▶ [WHAT YOU WILL DO]: Emit only the lines from the line containing "stack in the photo above. Give pixel coordinates." through the last line of the entries, unchanged.

== DATASET ==

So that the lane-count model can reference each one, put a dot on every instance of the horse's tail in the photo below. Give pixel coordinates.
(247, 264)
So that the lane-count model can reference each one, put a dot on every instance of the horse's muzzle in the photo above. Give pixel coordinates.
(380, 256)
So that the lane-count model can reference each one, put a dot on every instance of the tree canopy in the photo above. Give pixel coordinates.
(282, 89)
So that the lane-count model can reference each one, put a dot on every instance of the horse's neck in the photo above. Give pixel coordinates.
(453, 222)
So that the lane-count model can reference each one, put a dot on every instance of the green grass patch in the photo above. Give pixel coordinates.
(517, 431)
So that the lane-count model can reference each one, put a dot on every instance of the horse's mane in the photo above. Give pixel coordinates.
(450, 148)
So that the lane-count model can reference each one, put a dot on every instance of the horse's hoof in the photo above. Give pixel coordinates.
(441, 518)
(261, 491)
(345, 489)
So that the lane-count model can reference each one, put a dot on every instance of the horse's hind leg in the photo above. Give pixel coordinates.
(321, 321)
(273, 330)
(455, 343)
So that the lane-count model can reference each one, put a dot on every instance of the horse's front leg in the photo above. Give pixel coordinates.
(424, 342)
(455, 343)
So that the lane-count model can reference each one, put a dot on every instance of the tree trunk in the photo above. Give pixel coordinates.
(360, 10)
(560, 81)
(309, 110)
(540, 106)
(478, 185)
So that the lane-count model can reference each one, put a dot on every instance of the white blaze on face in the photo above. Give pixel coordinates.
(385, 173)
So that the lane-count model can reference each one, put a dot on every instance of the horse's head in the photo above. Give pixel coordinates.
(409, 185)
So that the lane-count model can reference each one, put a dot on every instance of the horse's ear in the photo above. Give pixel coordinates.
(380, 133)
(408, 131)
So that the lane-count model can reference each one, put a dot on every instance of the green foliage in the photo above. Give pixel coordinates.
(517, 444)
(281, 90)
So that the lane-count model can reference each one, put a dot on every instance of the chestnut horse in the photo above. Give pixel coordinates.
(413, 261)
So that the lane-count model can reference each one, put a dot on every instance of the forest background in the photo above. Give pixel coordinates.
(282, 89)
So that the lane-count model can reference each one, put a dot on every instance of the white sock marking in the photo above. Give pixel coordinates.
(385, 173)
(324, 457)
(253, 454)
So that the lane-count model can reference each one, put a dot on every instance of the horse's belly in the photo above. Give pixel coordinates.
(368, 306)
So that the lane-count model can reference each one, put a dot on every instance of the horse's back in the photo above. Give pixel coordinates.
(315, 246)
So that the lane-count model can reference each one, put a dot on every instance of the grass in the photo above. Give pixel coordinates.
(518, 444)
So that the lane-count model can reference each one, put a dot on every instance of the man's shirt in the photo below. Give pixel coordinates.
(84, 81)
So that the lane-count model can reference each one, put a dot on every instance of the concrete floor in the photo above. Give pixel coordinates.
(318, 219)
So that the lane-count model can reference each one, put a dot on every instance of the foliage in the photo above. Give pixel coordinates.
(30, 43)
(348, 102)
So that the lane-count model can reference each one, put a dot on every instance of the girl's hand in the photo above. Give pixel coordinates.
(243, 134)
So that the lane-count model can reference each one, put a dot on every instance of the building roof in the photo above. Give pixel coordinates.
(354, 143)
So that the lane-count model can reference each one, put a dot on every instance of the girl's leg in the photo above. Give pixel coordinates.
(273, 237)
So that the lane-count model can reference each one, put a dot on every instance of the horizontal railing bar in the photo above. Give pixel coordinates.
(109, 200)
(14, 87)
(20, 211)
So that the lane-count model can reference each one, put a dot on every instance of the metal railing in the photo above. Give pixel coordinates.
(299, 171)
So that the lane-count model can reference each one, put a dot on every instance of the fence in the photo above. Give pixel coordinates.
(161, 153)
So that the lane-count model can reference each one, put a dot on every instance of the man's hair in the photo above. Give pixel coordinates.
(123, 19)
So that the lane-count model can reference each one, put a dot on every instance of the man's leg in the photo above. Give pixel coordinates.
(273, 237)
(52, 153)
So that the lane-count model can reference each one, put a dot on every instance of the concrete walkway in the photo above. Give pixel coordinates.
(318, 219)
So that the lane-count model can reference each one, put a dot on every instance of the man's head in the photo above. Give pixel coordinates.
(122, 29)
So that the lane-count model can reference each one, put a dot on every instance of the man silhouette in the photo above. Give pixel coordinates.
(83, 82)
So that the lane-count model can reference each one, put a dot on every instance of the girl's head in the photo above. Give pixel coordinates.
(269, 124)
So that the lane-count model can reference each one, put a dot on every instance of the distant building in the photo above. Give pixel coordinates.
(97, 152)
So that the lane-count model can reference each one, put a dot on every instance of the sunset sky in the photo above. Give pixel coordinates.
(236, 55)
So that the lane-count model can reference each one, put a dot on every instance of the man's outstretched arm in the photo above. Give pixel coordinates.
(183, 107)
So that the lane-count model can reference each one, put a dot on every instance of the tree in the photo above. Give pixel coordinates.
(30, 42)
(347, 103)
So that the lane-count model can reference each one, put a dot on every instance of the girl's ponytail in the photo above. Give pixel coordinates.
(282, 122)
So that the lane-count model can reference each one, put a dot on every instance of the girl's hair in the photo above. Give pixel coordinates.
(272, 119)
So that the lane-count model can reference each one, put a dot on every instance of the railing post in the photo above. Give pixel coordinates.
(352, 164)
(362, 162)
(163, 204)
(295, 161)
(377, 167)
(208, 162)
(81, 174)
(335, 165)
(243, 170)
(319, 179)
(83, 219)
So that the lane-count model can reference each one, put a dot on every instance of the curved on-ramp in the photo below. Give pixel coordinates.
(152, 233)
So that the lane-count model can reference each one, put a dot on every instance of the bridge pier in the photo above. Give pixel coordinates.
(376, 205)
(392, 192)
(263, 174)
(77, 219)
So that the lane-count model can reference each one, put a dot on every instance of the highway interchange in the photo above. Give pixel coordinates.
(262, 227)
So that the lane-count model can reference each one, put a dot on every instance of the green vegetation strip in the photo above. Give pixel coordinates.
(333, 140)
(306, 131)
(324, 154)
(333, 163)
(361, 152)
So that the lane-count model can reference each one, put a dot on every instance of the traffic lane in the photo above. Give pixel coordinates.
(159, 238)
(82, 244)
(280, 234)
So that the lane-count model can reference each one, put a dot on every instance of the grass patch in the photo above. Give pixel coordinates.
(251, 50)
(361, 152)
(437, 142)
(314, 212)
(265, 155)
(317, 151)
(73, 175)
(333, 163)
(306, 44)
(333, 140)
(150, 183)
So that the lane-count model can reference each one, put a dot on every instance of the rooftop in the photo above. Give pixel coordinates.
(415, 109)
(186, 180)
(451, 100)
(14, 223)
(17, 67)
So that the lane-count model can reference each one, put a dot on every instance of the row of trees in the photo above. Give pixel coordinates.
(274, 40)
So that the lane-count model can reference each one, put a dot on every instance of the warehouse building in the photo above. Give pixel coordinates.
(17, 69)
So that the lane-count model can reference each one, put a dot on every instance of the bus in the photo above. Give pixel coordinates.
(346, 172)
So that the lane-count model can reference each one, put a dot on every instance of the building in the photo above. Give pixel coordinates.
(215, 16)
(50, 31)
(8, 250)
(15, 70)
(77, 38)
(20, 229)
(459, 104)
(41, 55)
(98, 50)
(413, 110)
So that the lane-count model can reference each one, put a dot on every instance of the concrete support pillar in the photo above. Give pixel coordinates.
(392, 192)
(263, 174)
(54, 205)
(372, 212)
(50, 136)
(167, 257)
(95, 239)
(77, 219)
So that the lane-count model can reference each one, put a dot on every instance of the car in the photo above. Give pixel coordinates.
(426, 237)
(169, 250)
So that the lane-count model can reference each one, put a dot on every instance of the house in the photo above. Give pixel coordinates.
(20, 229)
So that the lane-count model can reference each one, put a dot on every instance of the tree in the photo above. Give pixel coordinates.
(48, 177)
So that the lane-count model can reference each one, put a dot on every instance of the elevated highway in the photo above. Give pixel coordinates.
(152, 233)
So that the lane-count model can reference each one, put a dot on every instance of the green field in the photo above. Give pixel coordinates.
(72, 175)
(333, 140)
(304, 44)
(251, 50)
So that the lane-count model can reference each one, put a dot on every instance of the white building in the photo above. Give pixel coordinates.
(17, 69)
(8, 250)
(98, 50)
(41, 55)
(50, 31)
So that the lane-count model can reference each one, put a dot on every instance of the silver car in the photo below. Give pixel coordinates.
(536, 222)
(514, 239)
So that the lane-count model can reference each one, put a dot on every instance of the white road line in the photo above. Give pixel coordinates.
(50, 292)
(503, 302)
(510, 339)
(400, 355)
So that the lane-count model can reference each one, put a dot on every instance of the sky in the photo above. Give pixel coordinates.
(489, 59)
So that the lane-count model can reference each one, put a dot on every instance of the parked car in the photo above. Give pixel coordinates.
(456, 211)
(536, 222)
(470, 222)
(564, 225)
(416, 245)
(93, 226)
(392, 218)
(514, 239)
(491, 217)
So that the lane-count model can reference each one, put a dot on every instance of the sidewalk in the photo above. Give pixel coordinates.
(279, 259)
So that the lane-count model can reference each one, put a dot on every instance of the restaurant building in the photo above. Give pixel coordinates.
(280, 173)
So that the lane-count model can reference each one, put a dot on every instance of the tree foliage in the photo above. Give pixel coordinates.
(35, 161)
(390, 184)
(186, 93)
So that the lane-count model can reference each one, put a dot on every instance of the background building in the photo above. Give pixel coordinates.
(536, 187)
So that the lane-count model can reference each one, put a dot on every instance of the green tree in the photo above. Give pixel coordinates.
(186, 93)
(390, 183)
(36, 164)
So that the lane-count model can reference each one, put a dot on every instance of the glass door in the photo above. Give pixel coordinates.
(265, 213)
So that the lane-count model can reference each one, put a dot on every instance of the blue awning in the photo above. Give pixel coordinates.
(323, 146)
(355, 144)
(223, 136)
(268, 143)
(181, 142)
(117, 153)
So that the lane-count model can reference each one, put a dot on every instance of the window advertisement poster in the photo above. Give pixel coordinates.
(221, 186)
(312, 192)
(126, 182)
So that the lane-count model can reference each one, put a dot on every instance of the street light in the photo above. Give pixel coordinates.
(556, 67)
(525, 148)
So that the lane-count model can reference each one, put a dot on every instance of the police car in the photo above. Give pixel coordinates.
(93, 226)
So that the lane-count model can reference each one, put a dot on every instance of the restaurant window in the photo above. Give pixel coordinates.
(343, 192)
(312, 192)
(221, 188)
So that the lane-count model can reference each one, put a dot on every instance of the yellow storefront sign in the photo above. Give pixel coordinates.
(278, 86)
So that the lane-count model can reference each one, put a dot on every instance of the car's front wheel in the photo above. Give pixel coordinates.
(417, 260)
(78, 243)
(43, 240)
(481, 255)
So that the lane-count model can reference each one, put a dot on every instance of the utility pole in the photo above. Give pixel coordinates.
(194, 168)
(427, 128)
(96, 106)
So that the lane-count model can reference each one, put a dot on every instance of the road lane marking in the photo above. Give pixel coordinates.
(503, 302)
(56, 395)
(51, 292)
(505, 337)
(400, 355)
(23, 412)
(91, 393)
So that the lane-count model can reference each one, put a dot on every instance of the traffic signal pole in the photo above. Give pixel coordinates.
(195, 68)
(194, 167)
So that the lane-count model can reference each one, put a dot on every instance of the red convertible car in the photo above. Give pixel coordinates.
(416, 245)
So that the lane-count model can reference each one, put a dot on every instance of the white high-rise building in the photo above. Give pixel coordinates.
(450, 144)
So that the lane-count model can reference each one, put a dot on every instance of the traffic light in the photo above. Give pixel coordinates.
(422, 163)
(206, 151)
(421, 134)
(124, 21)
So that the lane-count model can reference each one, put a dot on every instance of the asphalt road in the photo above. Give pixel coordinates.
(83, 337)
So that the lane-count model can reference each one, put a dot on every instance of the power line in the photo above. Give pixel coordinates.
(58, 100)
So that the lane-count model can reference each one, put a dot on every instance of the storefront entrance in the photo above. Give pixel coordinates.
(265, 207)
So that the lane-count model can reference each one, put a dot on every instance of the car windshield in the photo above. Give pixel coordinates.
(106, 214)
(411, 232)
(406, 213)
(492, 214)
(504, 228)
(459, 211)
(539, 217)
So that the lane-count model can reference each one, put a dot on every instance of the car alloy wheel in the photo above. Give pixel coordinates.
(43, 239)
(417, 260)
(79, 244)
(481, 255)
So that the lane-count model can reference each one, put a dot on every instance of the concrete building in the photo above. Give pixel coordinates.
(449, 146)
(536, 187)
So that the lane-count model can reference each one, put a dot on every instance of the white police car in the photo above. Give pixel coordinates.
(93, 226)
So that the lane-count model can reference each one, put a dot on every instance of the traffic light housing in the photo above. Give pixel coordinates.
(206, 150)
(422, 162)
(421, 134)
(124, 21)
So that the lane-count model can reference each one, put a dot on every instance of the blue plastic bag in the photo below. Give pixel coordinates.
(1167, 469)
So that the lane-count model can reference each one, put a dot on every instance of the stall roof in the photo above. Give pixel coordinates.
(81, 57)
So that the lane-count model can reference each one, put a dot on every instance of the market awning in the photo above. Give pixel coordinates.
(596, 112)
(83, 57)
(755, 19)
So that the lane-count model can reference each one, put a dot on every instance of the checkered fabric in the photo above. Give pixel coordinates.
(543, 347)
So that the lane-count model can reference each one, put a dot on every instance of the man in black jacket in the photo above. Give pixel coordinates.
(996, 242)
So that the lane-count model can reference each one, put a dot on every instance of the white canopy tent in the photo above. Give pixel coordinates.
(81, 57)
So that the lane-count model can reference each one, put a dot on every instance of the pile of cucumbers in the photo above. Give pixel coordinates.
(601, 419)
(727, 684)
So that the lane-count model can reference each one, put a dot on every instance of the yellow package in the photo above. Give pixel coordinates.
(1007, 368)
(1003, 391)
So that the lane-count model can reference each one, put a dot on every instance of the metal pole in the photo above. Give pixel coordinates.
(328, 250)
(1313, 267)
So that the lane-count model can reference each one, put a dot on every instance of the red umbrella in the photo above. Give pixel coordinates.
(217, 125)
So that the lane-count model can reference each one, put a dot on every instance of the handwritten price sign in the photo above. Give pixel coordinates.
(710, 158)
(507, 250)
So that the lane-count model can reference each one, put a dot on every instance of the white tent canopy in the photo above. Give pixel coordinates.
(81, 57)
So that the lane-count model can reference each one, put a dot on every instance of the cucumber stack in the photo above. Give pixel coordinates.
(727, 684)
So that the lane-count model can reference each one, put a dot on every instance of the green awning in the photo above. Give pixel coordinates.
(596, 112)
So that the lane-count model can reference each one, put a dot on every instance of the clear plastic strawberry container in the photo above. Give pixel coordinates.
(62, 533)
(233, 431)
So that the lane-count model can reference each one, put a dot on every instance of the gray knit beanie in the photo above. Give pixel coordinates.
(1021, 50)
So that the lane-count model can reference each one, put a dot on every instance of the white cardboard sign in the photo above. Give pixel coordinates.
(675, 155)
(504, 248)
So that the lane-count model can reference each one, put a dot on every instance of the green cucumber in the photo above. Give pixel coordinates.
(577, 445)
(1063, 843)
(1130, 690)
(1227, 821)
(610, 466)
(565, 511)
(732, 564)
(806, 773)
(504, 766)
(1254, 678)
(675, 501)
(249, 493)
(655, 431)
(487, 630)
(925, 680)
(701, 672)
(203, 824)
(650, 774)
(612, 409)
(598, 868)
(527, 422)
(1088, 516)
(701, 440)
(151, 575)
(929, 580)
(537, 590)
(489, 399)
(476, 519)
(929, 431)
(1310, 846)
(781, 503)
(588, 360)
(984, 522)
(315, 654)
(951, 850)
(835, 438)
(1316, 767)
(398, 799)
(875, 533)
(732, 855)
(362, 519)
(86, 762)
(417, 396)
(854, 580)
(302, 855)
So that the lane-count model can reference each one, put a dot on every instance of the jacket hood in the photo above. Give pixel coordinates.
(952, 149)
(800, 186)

===

▶ [FULL OUTPUT]:
So that the lane-count model can reference each one, put a dot on every instance of the cucumber stack in the photo above. Give pixel coordinates.
(727, 684)
So that the lane-count model can reference each one, put a dot on every instance of the green awning in the photo above. Give pixel coordinates.
(596, 112)
So that the lane-count model can reference each one, put a dot on every instance of the clear plastic strawberry container in the photo above. Give pixel coordinates.
(62, 533)
(233, 431)
So that the lane-count model can reference each one, put a dot on every instance of the gray knit beanie in the photo above. Give pixel coordinates.
(1021, 50)
So that the lane-count model can reference each one, put a dot on every instance of the white cardboard sign in the photo above. Give pixel coordinates.
(675, 155)
(504, 248)
So that the lane-count model can reference each one, put a dot on every instance of the green cucumber in the photo above. Give pixel coordinates.
(577, 445)
(1063, 843)
(1130, 690)
(1227, 821)
(610, 466)
(565, 511)
(732, 564)
(806, 773)
(504, 766)
(1254, 678)
(675, 501)
(249, 493)
(655, 431)
(487, 630)
(925, 680)
(701, 672)
(203, 824)
(650, 774)
(612, 409)
(598, 868)
(527, 422)
(1088, 516)
(701, 440)
(151, 575)
(929, 580)
(537, 590)
(489, 399)
(476, 519)
(929, 431)
(1310, 846)
(781, 503)
(588, 360)
(984, 522)
(315, 654)
(951, 850)
(835, 438)
(1316, 767)
(398, 799)
(875, 533)
(732, 855)
(362, 519)
(86, 762)
(417, 396)
(854, 580)
(302, 855)
So that the lane-count model can reference each one, put a dot on every instance of the jacket hood in the photo above. Give pixel coordinates.
(952, 149)
(800, 186)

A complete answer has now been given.